__Short task__. Render the listing below as a Markdown table with the columns Row and Text, numbering each line and leaving out blank lines. Include only the lines from the one with "the flower stalk?" to the one with "of the hairy", both ends included.
— Start Stored data —
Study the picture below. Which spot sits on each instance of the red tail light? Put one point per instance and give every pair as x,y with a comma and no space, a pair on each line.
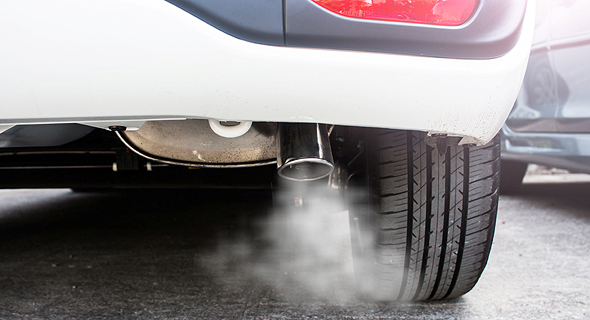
— End Stored data —
— Start Stored data —
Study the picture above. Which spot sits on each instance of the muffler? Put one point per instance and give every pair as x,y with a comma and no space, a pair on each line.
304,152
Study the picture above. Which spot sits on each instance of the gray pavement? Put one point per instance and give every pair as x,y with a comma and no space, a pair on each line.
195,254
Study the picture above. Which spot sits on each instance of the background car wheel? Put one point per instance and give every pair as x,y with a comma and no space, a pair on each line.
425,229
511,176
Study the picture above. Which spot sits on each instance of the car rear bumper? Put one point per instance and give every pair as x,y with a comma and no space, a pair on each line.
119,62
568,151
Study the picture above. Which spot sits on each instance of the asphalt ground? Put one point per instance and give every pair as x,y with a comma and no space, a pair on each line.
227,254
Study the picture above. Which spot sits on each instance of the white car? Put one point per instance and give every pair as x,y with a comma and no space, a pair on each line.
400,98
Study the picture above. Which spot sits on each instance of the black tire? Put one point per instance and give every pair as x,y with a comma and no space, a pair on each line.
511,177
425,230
— End Stored data —
— Start Stored data —
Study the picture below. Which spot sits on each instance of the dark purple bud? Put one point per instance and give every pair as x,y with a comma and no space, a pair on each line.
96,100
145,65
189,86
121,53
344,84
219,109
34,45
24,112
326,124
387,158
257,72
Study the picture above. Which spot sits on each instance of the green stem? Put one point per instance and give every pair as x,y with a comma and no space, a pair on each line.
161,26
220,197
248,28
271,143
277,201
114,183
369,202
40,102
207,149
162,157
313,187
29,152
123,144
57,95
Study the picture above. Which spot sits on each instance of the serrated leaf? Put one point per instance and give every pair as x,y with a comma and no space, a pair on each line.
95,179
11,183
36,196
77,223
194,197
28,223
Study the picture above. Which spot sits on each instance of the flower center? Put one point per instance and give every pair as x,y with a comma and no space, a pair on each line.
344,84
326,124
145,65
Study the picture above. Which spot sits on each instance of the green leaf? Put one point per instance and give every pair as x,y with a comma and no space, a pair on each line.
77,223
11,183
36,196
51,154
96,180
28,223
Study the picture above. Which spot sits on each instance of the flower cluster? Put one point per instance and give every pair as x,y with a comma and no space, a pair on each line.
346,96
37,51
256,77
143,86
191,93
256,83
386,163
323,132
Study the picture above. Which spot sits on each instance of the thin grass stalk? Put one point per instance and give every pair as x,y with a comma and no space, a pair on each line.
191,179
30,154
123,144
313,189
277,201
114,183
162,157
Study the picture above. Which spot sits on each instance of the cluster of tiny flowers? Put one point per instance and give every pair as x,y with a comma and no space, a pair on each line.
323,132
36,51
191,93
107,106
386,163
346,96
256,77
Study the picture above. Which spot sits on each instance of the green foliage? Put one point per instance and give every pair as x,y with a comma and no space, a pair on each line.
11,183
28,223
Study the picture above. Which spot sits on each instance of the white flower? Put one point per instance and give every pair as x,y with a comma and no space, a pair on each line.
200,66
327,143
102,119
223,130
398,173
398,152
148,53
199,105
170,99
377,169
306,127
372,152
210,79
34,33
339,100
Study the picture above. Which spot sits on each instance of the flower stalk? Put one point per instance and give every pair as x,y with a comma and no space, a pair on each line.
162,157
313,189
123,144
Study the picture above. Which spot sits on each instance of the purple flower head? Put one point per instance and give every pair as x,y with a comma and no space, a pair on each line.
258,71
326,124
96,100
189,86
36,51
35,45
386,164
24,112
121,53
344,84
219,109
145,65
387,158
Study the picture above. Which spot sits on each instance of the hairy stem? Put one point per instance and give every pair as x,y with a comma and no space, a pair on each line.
— End Stored data —
__Exercise result__.
| Row | Text |
|---|---|
| 1 | Study the picture above. Which spot sits on each instance of the flower stalk? Put one point per instance and give every pair as x,y with a comma and no space, a pair on each line. |
| 2 | 162,157 |
| 3 | 313,189 |
| 4 | 123,144 |
| 5 | Study the picture above. Which spot sits on each instance of the purple flower head? Put one point per instance and give every pair as x,y with a comma and no space, a pair on each line. |
| 6 | 258,71 |
| 7 | 326,124 |
| 8 | 96,100 |
| 9 | 189,86 |
| 10 | 36,51 |
| 11 | 35,45 |
| 12 | 386,164 |
| 13 | 24,112 |
| 14 | 121,53 |
| 15 | 344,84 |
| 16 | 219,109 |
| 17 | 145,65 |
| 18 | 387,158 |
| 19 | Study the picture above. Which spot sits on each instance of the hairy stem? Put one point per instance and give every pair as x,y with a comma and no space, a pair on each line. |